--- START ---

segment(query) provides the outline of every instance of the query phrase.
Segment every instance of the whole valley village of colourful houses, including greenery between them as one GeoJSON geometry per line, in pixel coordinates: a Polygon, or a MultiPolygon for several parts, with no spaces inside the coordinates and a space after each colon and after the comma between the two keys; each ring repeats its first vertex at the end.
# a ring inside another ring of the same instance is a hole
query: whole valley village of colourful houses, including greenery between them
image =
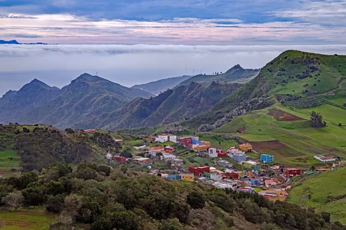
{"type": "MultiPolygon", "coordinates": [[[[198,136],[177,137],[161,134],[146,136],[149,146],[133,146],[141,151],[138,156],[125,157],[107,153],[106,158],[118,164],[135,164],[148,173],[167,178],[209,184],[219,189],[233,189],[242,193],[258,193],[270,200],[284,201],[288,197],[293,178],[329,171],[346,165],[346,161],[333,155],[316,155],[320,162],[333,162],[328,169],[303,169],[285,167],[275,163],[274,155],[257,153],[250,143],[230,146],[227,151],[214,148],[198,136]],[[252,157],[258,154],[258,159],[252,157]],[[191,157],[203,159],[196,165],[191,157]],[[192,164],[193,163],[193,164],[192,164]]],[[[123,140],[115,140],[124,144],[123,140]]]]}

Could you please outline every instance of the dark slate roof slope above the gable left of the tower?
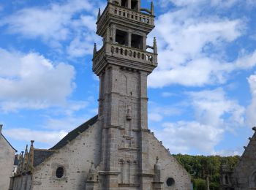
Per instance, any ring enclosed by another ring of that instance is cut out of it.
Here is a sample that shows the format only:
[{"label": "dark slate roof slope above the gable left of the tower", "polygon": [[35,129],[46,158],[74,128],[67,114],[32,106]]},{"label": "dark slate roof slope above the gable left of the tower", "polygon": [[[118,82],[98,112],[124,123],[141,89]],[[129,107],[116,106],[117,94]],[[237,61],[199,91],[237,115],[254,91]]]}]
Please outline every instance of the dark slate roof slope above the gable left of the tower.
[{"label": "dark slate roof slope above the gable left of the tower", "polygon": [[89,121],[86,121],[86,123],[78,126],[78,128],[72,130],[72,132],[69,132],[62,140],[60,140],[56,145],[50,148],[50,150],[59,150],[60,148],[63,148],[65,145],[67,145],[68,142],[78,137],[80,133],[86,131],[86,129],[89,129],[89,126],[92,126],[94,123],[96,123],[97,119],[98,115],[94,116]]}]

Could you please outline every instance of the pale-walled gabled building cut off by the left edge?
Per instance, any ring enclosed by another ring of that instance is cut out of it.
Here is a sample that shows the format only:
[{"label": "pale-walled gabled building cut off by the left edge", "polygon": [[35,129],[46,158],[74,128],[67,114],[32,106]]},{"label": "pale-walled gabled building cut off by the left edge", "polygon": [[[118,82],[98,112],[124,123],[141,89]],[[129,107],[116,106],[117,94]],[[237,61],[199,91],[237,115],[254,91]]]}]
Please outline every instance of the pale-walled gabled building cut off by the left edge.
[{"label": "pale-walled gabled building cut off by the left edge", "polygon": [[15,148],[1,133],[3,125],[0,125],[0,189],[8,190],[10,177],[12,176],[12,167],[15,159]]}]

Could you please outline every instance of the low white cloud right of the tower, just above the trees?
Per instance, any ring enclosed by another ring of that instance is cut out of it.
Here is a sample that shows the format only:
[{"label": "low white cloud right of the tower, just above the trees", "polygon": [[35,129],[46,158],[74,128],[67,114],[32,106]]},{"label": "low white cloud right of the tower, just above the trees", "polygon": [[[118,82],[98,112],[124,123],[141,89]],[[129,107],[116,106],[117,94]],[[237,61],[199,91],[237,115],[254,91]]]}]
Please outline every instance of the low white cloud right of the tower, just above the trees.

--- END ---

(PROBLEM REQUIREMENTS)
Reproduce exactly the first line of the listing and every line after it, through the one containing "query: whole valley". Nothing else belongs in the output.

(REPLY TO THE EXERCISE)
segment(query) provides the outline of every instance of the query phrase.
Segment every instance of the whole valley village of colourful houses, including greenery between them as one GeoJSON geometry per line, in pixel coordinates: a Polygon, or a MultiPolygon for several parts, with no spaces inside the coordinates and a space after each colon and after the comma between the two keys; each ring repeats its first vertex at the end.
# a ring inside another ring of the same instance is a hole
query: whole valley village of colourful houses, including greenery between them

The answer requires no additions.